== Data shown

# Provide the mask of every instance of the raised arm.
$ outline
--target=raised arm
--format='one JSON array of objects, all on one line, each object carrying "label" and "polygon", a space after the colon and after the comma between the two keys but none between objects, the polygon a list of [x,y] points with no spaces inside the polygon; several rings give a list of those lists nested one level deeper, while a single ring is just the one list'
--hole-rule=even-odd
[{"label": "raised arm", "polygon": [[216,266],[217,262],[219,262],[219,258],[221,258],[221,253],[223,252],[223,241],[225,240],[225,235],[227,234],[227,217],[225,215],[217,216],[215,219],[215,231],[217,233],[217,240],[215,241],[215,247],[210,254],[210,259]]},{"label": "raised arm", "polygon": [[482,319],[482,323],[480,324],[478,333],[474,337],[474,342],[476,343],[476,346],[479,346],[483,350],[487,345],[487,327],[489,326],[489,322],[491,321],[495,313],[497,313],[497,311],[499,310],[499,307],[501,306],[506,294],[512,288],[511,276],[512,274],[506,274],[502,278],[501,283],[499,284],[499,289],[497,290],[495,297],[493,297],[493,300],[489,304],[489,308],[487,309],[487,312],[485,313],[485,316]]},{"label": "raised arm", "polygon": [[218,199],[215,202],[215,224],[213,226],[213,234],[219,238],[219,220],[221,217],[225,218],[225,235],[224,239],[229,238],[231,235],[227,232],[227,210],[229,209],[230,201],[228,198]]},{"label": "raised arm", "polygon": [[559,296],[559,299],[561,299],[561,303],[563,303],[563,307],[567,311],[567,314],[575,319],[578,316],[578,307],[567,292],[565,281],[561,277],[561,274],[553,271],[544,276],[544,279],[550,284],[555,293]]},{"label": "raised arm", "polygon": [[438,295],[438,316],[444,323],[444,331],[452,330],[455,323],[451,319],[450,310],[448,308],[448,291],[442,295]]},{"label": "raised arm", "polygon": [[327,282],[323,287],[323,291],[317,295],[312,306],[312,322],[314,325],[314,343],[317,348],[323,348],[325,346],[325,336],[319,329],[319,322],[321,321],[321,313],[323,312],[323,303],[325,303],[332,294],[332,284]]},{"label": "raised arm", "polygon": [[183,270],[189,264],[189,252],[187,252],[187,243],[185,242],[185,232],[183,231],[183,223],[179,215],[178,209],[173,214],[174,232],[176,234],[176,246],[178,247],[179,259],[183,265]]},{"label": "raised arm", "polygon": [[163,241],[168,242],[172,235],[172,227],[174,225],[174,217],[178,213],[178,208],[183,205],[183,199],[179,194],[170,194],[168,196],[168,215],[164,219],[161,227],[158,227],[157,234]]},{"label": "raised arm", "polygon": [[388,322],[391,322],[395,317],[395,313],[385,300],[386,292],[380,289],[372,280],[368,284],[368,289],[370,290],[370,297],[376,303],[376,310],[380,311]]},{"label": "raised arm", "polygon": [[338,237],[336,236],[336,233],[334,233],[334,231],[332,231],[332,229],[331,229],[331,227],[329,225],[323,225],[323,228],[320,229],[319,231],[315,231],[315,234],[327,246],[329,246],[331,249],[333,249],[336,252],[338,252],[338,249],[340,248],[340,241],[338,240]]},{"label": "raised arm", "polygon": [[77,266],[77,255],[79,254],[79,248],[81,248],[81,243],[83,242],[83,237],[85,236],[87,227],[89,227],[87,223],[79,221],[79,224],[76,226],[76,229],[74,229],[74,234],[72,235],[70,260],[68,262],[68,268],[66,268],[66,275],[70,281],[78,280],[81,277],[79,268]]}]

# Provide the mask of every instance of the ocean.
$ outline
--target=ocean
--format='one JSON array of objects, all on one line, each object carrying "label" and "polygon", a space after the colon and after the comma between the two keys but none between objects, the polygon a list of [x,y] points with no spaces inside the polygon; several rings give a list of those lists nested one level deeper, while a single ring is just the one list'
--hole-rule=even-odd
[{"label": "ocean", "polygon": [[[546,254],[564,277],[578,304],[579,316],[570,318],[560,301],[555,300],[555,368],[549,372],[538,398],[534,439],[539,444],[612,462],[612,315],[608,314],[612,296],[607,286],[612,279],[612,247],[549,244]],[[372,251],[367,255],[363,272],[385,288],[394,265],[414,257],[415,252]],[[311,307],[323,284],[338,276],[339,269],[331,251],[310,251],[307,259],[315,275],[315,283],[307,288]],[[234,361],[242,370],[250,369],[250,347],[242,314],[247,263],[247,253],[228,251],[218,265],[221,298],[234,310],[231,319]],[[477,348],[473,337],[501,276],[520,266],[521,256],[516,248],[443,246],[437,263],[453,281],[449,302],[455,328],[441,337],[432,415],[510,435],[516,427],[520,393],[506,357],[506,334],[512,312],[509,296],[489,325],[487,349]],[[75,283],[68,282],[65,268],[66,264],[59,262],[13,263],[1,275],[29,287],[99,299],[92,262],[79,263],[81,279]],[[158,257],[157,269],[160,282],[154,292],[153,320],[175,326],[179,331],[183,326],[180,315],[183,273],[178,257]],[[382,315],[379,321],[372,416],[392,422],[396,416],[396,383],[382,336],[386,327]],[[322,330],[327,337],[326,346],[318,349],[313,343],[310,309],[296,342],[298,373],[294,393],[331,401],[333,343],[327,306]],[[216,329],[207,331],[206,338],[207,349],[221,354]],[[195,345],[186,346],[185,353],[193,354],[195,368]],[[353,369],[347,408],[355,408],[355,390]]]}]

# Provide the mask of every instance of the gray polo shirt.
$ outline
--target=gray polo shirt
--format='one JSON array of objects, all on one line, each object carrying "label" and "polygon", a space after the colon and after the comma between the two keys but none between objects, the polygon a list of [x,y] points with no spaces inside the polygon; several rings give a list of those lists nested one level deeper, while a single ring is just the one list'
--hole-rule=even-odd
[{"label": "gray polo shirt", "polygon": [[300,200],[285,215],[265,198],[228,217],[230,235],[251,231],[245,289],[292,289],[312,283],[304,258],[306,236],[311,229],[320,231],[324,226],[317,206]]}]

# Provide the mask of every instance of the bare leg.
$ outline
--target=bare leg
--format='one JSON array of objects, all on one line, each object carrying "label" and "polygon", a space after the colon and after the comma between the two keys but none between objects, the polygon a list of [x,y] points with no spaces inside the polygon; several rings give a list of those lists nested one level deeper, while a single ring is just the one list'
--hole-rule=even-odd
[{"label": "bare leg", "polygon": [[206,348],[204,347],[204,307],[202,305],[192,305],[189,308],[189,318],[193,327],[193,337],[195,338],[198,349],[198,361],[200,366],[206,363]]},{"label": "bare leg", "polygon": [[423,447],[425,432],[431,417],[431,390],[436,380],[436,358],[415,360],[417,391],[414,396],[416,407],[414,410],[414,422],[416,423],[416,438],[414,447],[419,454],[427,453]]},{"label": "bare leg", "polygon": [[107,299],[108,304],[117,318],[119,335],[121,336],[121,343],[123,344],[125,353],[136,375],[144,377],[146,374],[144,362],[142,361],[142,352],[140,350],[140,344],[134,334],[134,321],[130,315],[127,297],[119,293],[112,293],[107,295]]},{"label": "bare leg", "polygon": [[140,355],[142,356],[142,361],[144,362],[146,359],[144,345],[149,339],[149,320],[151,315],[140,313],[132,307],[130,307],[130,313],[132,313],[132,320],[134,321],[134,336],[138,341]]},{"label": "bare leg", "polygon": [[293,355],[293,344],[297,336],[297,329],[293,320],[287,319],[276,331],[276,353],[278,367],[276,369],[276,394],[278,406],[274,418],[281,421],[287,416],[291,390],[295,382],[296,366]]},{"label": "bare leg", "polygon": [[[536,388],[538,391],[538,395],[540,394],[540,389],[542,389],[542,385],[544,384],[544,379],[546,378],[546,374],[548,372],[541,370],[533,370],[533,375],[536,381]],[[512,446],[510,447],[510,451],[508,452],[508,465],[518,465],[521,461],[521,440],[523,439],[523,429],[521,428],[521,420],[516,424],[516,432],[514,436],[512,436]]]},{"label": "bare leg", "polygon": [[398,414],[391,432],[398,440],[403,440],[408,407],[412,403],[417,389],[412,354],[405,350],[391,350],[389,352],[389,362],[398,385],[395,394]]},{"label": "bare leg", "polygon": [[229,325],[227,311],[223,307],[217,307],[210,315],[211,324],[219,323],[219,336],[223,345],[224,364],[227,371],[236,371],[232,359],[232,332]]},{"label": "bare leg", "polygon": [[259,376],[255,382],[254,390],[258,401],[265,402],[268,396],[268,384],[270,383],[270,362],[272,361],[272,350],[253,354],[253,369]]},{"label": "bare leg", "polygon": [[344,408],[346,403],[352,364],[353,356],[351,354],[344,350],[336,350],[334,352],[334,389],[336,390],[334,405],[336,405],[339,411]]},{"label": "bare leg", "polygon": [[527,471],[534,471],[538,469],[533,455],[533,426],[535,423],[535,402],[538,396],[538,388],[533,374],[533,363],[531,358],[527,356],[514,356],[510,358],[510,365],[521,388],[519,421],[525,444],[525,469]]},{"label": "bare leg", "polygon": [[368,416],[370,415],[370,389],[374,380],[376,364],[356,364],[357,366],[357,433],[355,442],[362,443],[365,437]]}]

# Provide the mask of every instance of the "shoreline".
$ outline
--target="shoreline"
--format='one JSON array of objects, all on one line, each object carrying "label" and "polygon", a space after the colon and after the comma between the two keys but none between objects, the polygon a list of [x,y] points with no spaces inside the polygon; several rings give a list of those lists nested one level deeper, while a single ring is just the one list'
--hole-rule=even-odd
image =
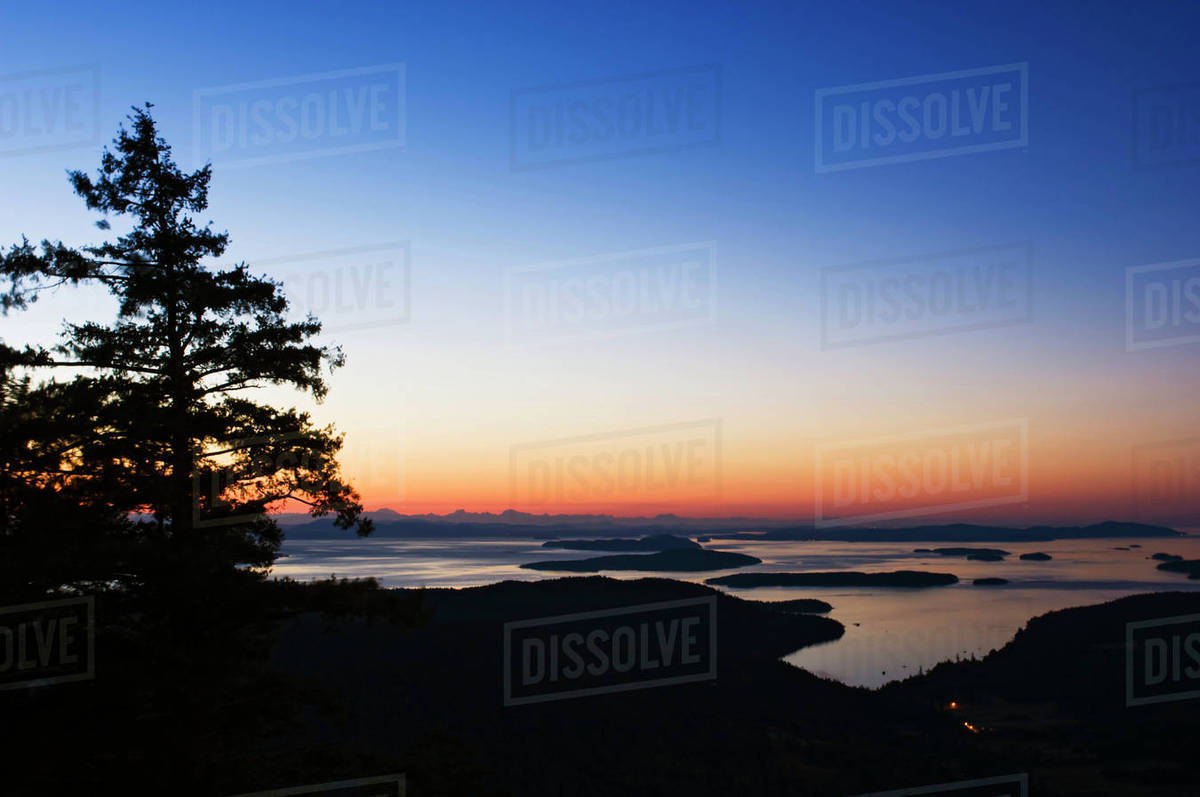
[{"label": "shoreline", "polygon": [[[364,546],[362,543],[366,543]],[[404,541],[395,539],[325,539],[285,543],[284,551],[291,555],[274,569],[278,575],[304,578],[325,578],[331,572],[339,576],[374,576],[385,586],[399,588],[470,589],[486,587],[506,580],[545,581],[570,575],[554,571],[520,569],[518,563],[533,558],[566,558],[594,556],[597,553],[571,549],[545,548],[540,539],[496,540],[491,538],[462,541],[432,539]],[[1134,540],[1126,540],[1139,544]],[[1171,541],[1161,547],[1176,554],[1188,553],[1195,543],[1181,538],[1177,548]],[[890,682],[896,673],[902,675],[929,669],[940,662],[953,660],[956,652],[972,651],[986,654],[992,648],[1008,642],[1029,620],[1048,611],[1071,606],[1100,603],[1117,598],[1163,590],[1190,591],[1200,589],[1200,582],[1189,582],[1186,576],[1169,575],[1155,569],[1157,561],[1149,558],[1159,550],[1154,543],[1142,542],[1133,551],[1115,551],[1123,547],[1118,540],[1063,540],[1045,543],[1008,544],[1011,553],[1004,561],[968,562],[961,557],[941,554],[915,554],[919,542],[909,543],[825,543],[825,542],[745,542],[731,545],[713,541],[705,548],[750,553],[765,563],[753,567],[717,572],[614,572],[601,571],[605,577],[636,580],[658,577],[691,583],[703,583],[709,578],[737,573],[771,573],[802,570],[832,570],[832,561],[843,562],[844,570],[902,569],[929,570],[955,574],[959,583],[919,590],[927,598],[906,603],[912,615],[895,617],[889,604],[902,599],[907,587],[757,587],[740,589],[714,585],[735,597],[750,600],[819,599],[833,604],[829,613],[847,626],[848,633],[836,643],[823,645],[829,651],[821,656],[800,656],[803,664],[824,670],[830,677],[855,685],[877,688]],[[936,546],[930,546],[936,547]],[[1052,551],[1051,561],[1022,561],[1021,553]],[[1066,551],[1066,553],[1064,553]],[[1080,553],[1082,552],[1082,553]],[[1081,566],[1078,557],[1095,554],[1094,567]],[[820,554],[814,559],[815,554]],[[642,555],[642,554],[632,554]],[[797,567],[780,557],[796,556],[803,563]],[[342,559],[341,556],[346,558]],[[854,559],[844,561],[846,557]],[[868,561],[869,564],[864,564]],[[1103,563],[1121,561],[1125,569],[1107,575]],[[790,561],[790,560],[789,560]],[[922,564],[923,562],[923,564]],[[456,570],[450,577],[434,575],[446,569]],[[305,575],[300,576],[303,573]],[[1008,584],[998,587],[976,587],[976,577],[1004,577]],[[951,590],[945,593],[945,590]],[[972,594],[972,591],[977,594]],[[939,594],[940,593],[940,594]],[[980,595],[978,593],[988,593]],[[891,597],[888,597],[891,596]],[[909,600],[909,599],[904,599]],[[975,615],[955,611],[956,605],[976,607]],[[977,617],[977,616],[978,617]],[[990,622],[987,621],[990,618]],[[982,620],[982,621],[977,621]],[[854,623],[861,625],[855,626]],[[1000,630],[998,630],[1000,629]],[[955,637],[958,642],[946,644],[944,655],[935,655],[939,639]],[[896,640],[908,640],[898,645]],[[913,649],[915,653],[908,653]],[[965,655],[965,654],[964,654]],[[878,666],[875,666],[878,665]],[[881,679],[880,670],[888,671]]]}]

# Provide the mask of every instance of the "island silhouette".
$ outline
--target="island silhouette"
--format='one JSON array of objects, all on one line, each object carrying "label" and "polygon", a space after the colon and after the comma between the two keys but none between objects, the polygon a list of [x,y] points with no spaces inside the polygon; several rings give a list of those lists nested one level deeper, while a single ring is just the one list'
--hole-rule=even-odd
[{"label": "island silhouette", "polygon": [[526,570],[552,570],[570,573],[599,573],[601,570],[651,570],[654,572],[698,572],[725,570],[762,564],[756,556],[706,549],[668,549],[648,554],[619,554],[590,559],[559,559],[527,562]]}]

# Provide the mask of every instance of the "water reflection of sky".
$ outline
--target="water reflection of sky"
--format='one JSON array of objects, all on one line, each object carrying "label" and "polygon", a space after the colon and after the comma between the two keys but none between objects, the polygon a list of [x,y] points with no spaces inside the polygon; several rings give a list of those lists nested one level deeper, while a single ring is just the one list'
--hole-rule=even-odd
[{"label": "water reflection of sky", "polygon": [[[523,562],[580,559],[600,551],[564,551],[532,539],[300,540],[284,546],[287,556],[274,574],[297,579],[373,576],[388,587],[469,587],[506,579],[533,581],[562,575],[522,570]],[[1130,550],[1119,547],[1140,545]],[[1003,548],[1001,562],[914,553],[914,548],[949,546]],[[833,604],[830,617],[846,626],[840,640],[797,651],[786,660],[846,683],[878,686],[916,674],[956,656],[982,656],[1004,645],[1031,618],[1070,606],[1084,606],[1141,592],[1200,589],[1177,573],[1155,569],[1151,554],[1164,551],[1200,558],[1200,537],[1168,540],[1059,540],[1041,543],[843,543],[730,542],[705,545],[757,556],[761,565],[707,573],[605,573],[617,578],[662,576],[701,582],[732,572],[933,570],[953,573],[960,582],[931,589],[844,587],[728,590],[755,600],[815,597]],[[1049,562],[1021,561],[1022,553],[1042,551]],[[1002,587],[971,581],[999,576]]]}]

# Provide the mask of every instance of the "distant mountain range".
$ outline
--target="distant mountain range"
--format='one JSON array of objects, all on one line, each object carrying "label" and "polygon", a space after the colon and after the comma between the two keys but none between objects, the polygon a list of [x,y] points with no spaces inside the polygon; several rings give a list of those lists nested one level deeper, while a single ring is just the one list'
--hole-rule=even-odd
[{"label": "distant mountain range", "polygon": [[[796,527],[796,520],[768,520],[765,518],[727,517],[727,518],[691,518],[674,514],[655,515],[654,517],[616,517],[614,515],[535,515],[531,512],[518,512],[506,509],[499,514],[494,512],[467,512],[459,509],[446,515],[404,515],[394,509],[377,509],[365,513],[375,521],[382,523],[436,523],[453,525],[468,523],[472,525],[492,526],[539,526],[539,527],[571,527],[586,529],[631,529],[649,526],[662,526],[675,529],[745,529],[745,528],[787,528]],[[303,512],[289,512],[274,515],[275,521],[284,527],[307,525],[313,519]],[[316,521],[322,522],[322,521]],[[329,523],[332,528],[332,522]]]},{"label": "distant mountain range", "polygon": [[[904,528],[814,528],[795,520],[764,518],[689,518],[673,514],[654,517],[612,515],[531,514],[508,509],[499,514],[458,510],[447,515],[404,515],[392,509],[366,513],[375,521],[375,537],[455,538],[524,537],[558,539],[580,536],[620,537],[631,534],[692,534],[717,540],[829,540],[845,542],[1041,542],[1058,539],[1110,537],[1182,537],[1166,526],[1107,521],[1088,526],[984,526],[971,523],[918,525]],[[275,515],[292,540],[346,537],[332,518],[306,514]],[[705,540],[707,541],[707,540]]]}]

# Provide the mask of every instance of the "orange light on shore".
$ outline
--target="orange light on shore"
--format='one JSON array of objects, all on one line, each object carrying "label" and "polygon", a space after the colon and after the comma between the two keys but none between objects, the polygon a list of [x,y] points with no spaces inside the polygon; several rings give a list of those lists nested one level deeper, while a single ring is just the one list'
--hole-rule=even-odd
[{"label": "orange light on shore", "polygon": [[951,700],[951,701],[950,701],[950,705],[946,706],[946,708],[948,708],[948,709],[950,709],[951,711],[953,711],[954,709],[958,708],[958,703],[956,703],[956,702],[954,702],[953,700]]},{"label": "orange light on shore", "polygon": [[963,727],[969,730],[971,733],[979,733],[979,729],[969,722],[964,722]]}]

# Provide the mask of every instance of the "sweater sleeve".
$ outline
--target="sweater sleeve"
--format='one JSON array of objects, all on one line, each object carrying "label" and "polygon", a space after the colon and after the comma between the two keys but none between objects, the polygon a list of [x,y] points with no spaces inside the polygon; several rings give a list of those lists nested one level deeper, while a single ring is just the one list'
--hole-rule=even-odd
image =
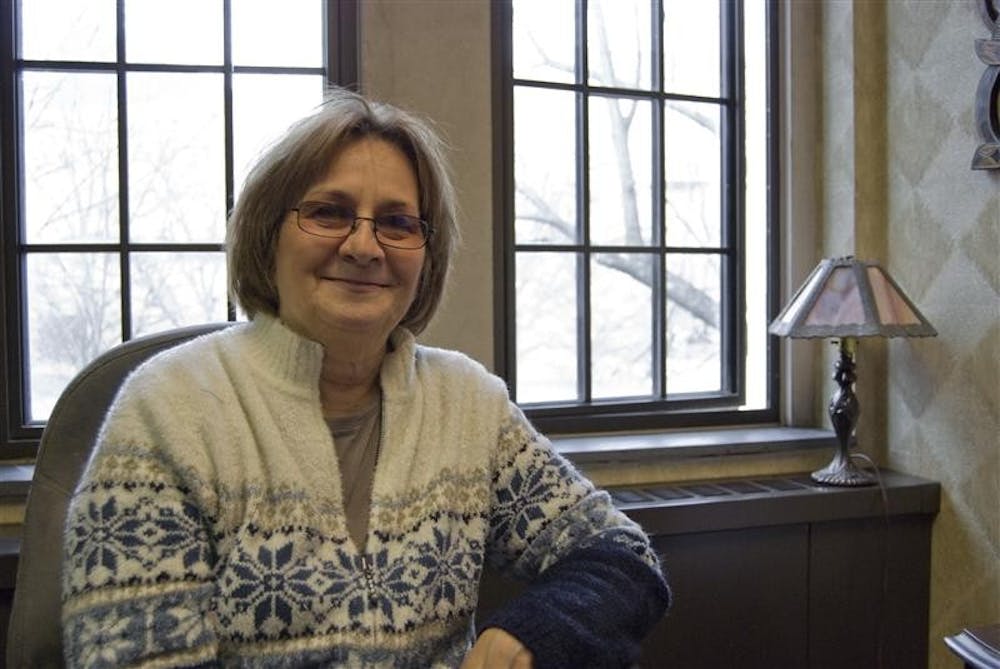
[{"label": "sweater sleeve", "polygon": [[157,415],[153,403],[125,391],[70,502],[63,546],[68,667],[215,661],[210,522],[195,477],[159,443]]},{"label": "sweater sleeve", "polygon": [[480,625],[546,667],[625,667],[670,593],[642,529],[512,405],[494,473],[490,560],[528,582]]}]

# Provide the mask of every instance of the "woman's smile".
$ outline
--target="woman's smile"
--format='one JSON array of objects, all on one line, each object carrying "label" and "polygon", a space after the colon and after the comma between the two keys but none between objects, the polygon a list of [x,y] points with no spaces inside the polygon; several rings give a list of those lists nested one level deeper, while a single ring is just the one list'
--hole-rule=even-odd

====

### What to work on
Copy each line of the listing that contains "smile".

### Solution for this exercise
# Provide the mask of every instance of the "woman's smile".
--target="woman's smile"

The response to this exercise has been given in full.